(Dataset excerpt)
=====

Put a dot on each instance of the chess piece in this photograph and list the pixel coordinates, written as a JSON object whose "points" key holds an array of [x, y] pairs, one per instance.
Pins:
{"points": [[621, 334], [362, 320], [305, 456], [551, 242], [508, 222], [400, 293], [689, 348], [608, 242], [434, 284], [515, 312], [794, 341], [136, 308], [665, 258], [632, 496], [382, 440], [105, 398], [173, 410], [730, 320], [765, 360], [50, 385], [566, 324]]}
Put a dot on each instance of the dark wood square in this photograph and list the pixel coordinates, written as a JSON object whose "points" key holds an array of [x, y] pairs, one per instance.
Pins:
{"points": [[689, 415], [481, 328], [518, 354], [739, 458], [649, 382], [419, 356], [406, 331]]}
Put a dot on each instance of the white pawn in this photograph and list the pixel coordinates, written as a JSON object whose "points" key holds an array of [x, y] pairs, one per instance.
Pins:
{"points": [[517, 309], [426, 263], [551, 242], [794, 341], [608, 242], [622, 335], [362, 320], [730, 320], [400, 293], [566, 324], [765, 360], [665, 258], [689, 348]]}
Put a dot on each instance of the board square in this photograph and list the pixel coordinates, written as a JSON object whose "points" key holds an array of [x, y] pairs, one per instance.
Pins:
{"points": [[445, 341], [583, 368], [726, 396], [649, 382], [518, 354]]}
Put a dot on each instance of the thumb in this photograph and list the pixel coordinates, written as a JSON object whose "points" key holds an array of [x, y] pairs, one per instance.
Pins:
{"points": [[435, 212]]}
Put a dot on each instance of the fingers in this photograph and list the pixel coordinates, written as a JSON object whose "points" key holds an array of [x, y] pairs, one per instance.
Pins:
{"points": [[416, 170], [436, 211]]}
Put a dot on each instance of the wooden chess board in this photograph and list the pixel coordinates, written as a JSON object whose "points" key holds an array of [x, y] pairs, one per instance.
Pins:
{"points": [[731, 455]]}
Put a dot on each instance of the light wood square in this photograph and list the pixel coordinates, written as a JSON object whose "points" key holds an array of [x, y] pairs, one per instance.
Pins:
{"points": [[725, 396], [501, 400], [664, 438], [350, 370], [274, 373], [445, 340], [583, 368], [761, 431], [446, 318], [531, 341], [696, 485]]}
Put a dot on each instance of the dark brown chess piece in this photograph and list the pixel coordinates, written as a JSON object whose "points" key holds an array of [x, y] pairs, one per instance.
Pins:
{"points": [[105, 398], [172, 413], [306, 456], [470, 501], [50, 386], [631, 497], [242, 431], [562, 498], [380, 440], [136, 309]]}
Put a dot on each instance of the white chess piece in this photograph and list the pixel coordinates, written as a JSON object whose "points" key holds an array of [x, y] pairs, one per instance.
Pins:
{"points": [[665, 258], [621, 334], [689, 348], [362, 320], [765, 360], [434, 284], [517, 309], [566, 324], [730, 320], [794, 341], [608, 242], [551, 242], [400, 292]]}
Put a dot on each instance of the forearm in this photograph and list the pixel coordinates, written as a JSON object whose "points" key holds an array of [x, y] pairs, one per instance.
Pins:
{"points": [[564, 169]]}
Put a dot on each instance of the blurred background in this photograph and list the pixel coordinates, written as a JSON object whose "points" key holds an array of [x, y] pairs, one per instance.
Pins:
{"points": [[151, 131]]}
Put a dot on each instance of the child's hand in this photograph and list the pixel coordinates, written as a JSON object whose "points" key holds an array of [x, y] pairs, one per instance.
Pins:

=====

Task objective: Rewrite every one of the rows above as a numbered list with one line per item, and drop any blank lines.

Result for this task:
1. Put a dot on each instance of the chess piece in this photograph and list the pixel coordinates, written as a JSON object whose "points" key holds an array of [x, y] pairs, one per instance.
2. Pins:
3. {"points": [[621, 334], [362, 320], [305, 456], [551, 242], [508, 222], [400, 293], [689, 348], [608, 242], [434, 284], [515, 312], [794, 341], [136, 308], [665, 258], [632, 496], [382, 440], [105, 398], [173, 410], [730, 320], [765, 360], [50, 385], [566, 324]]}
4. Put a dot on each instance of the dark wood square in this photograph and list the pixel coordinates, written as a JSON object whose "points" key holds an array of [x, y] pairs, one per instance.
5. Pins:
6. {"points": [[689, 415], [481, 328], [518, 354], [739, 458], [649, 382], [419, 356], [406, 331]]}
7. Put a dot on each instance of the white pawn in this photograph and list the pixel coordinates, written as a JSON object whose "points" key holds an array of [x, y] pairs, one per instance.
8. Pins:
9. {"points": [[517, 309], [426, 263], [551, 242], [794, 341], [608, 242], [622, 335], [362, 320], [730, 320], [400, 293], [566, 324], [765, 360], [665, 258], [689, 348]]}
10. Put a dot on each instance of the board square in this photograph and list the pixel coordinates, written as a JSON object whose "points" key holds an array of [x, y] pairs, one per instance.
11. Pins:
12. {"points": [[445, 341], [583, 368], [726, 396], [649, 382], [518, 354]]}
13. Put a dot on each instance of the thumb in this photograph and list the pixel coordinates, written as a JSON object whose "points" key holds an array of [x, y] pairs, one per instance.
14. Pins:
15. {"points": [[435, 212]]}
16. Put a dot on each instance of the fingers in this photograph and list the pixel coordinates, written as a JSON object whose "points" key holds an array of [x, y] pairs, one per instance.
17. Pins:
18. {"points": [[416, 170], [436, 211]]}
19. Put a dot on each instance of the wooden chess board in this photograph and list the pixel coordinates, written as a JSON object whose "points" key holds an array of [x, y] pairs, one per instance.
20. Pins:
21. {"points": [[731, 455]]}
22. Put a dot on each instance of the light wood square in this photograph and list the pixel coordinates, written as a JSON object whose "points" key holds an array of [x, y] pairs, one per instance.
23. Pins:
24. {"points": [[725, 396], [501, 400], [664, 438], [350, 370], [274, 373], [445, 340], [583, 368], [761, 431], [446, 318], [531, 341], [696, 485]]}
25. Put a dot on each instance of the dark brown chess piece in this photograph and list the pixel coordinates, written as a JSON object whose "points" key holds an array of [x, y] pairs, one per instance.
26. Pins:
27. {"points": [[105, 398], [172, 413], [306, 456], [470, 501], [50, 386], [631, 497], [242, 431], [562, 498], [380, 440], [136, 309]]}
28. Put a dot on each instance of the white chess piece in this photograph and list the pixel coordinates, written as a JSON object whose "points" key holds an array of [x, y] pairs, one per instance.
29. Pins:
30. {"points": [[665, 258], [621, 334], [689, 348], [362, 320], [765, 360], [434, 284], [517, 309], [566, 324], [730, 320], [794, 341], [608, 242], [551, 242], [400, 292]]}
31. Put a dot on each instance of the forearm in this photograph and list the pixel coordinates, written as a JSON object whose "points" key holds an array of [x, y] pairs, one per instance.
32. Pins:
33. {"points": [[564, 169]]}
34. Put a dot on each instance of the blurred background in this photograph and list the pixel coordinates, written as a JSON object whose "points" key holds an array of [x, y] pairs, one per instance.
35. Pins:
36. {"points": [[151, 131]]}
37. Put a dot on each instance of the child's hand in this photograph and list the pixel coordinates, written as a JSON object whose "points" key holds an array of [x, y] pairs, one per instance.
38. Pins:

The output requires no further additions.